+++ Exercise inputs +++
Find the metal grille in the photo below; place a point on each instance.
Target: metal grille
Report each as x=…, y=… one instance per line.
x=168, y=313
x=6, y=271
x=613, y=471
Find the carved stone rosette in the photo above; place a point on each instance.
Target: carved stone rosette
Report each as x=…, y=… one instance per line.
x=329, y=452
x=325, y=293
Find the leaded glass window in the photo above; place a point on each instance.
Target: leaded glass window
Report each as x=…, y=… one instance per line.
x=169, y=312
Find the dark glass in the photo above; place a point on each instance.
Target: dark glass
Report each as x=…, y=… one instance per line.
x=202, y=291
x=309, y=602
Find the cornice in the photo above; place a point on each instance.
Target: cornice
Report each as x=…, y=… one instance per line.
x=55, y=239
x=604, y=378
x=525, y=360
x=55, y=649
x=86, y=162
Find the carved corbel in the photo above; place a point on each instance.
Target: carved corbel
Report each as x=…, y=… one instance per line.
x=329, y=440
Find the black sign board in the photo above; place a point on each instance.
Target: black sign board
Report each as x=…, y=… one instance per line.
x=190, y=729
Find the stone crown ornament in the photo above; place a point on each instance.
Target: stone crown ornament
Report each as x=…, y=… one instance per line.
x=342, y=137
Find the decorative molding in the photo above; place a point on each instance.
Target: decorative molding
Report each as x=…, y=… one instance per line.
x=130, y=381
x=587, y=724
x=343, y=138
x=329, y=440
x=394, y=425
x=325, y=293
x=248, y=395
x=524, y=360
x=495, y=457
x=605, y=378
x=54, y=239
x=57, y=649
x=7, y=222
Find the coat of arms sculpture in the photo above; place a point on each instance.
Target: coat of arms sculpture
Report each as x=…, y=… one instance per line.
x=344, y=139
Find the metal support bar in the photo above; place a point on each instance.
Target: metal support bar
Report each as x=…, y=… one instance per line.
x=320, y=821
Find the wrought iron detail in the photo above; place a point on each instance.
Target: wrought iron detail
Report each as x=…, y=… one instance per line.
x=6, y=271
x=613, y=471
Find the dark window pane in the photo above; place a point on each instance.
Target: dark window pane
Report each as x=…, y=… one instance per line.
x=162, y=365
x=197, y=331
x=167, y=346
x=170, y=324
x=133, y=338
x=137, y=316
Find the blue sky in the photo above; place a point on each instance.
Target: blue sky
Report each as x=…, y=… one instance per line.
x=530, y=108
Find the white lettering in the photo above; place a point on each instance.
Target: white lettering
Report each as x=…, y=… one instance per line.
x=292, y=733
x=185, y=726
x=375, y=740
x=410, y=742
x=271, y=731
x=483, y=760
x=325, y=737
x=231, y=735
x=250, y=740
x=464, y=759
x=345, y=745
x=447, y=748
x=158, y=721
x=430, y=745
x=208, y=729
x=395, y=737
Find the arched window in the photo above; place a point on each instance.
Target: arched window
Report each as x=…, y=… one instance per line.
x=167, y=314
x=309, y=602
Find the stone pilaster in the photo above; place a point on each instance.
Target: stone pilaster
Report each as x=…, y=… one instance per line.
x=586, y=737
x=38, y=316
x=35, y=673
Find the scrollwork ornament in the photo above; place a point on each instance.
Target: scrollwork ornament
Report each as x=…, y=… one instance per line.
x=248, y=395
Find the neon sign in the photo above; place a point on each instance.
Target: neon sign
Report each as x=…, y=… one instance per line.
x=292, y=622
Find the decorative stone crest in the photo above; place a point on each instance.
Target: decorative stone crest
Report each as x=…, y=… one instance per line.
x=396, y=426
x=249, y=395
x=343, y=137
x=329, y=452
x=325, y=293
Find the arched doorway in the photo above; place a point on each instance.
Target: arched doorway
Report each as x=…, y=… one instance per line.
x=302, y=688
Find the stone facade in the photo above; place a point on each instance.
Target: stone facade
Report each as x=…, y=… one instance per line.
+++
The exercise:
Quote the whole listing above word for word, from its first line to its last.

Answer in full:
Find the metal grille in the photo below; place a point on each instance.
Target: metal grille
Report each as x=…, y=… one instance per line.
x=168, y=313
x=6, y=271
x=613, y=471
Find the carved stone rosette in the photo above; place a point on each instance.
Target: carved stone rosette
Report each as x=…, y=… one instance per line.
x=329, y=452
x=325, y=293
Find the leaded glass window in the photo above; place a point on each instance.
Target: leaded glass window
Report each as x=…, y=… one instance per line.
x=169, y=312
Find the dark glass in the photo above; place a point on each instance.
Target: dark glass
Report each as x=…, y=… one instance per line.
x=202, y=291
x=309, y=602
Find the cornice in the photo above; place a point on each instance.
Target: cornice
Report each as x=…, y=… one instance per line.
x=55, y=239
x=604, y=378
x=525, y=360
x=55, y=649
x=86, y=162
Find the carved corbel in the photo above; place a point on each instance.
Target: carved corbel
Report each as x=…, y=… one instance per line.
x=329, y=440
Find the black sign board in the photo above; place a point on each instance.
Target: black sign board
Report each as x=…, y=… one instance per line.
x=190, y=729
Find the stone crown ornament in the photo above; place a point on each instance.
Target: stone crown ornament
Report each as x=…, y=… one instance per line.
x=342, y=137
Find the decorative molding in the photo above; place a point on each instance.
Target: decorative molding
Report each as x=…, y=… one instance per line.
x=130, y=381
x=587, y=724
x=343, y=138
x=329, y=440
x=394, y=425
x=325, y=293
x=248, y=395
x=524, y=360
x=495, y=457
x=605, y=378
x=54, y=239
x=57, y=649
x=7, y=222
Find the coat of arms sculpture in the photo above; place a point on each instance.
Target: coat of arms sculpture
Report each as x=…, y=… one instance per line.
x=344, y=139
Find the metal support bar in the photo above; place a point on each instance.
Target: metal support bar
Report each as x=…, y=… one instance per line.
x=320, y=821
Find the wrought iron detail in the photo above; place a point on each instance.
Target: wrought iron detail
Report each as x=…, y=… one instance per line.
x=6, y=271
x=613, y=471
Find the dark window pane in the photo above; place a point on each instance.
Target: dark window pane
Report each as x=…, y=… one instance per line.
x=162, y=365
x=197, y=331
x=167, y=346
x=170, y=324
x=133, y=338
x=137, y=316
Find the blue sky in the photo above; place a point on each instance.
Target: blue sky
Report each as x=…, y=… one instance per line.
x=530, y=108
Find the white lettering in the photo above; place a point on each instance.
Target: white lettering
Report each as x=…, y=… one instance per line.
x=292, y=733
x=185, y=726
x=375, y=740
x=410, y=742
x=271, y=731
x=483, y=760
x=325, y=737
x=231, y=735
x=250, y=740
x=464, y=759
x=345, y=745
x=447, y=748
x=158, y=721
x=430, y=745
x=208, y=729
x=395, y=737
Find the arched window in the photo above; place a point on each instance.
Target: arched window
Report each as x=…, y=… one instance per line.
x=167, y=314
x=309, y=602
Find the stone pilaster in the photo above; place a point on each instance.
Target: stone pilaster
Report each as x=…, y=… one instance per line.
x=586, y=737
x=38, y=316
x=35, y=673
Find the scrollwork ornament in the photo above; place a point on each instance.
Target: scrollwork ornament
Report each as x=…, y=… one instance per line.
x=248, y=395
Find the neon sign in the photo above; place a point on each instance.
Target: neon sign
Report each as x=…, y=… one instance per line.
x=292, y=622
Find the decorative stone crest in the photo above; place a point on each instance.
Target: decorative stone crest
Report each as x=…, y=… one instance per line.
x=396, y=426
x=249, y=395
x=343, y=137
x=329, y=452
x=325, y=293
Find the arched doorway in the photo above; place a point on each instance.
Target: arched doorway
Report each as x=…, y=… one instance per line.
x=302, y=688
Find the stone facade in the photo above; place a point on each instance.
Target: stone facade
Report each as x=…, y=… one instance per line.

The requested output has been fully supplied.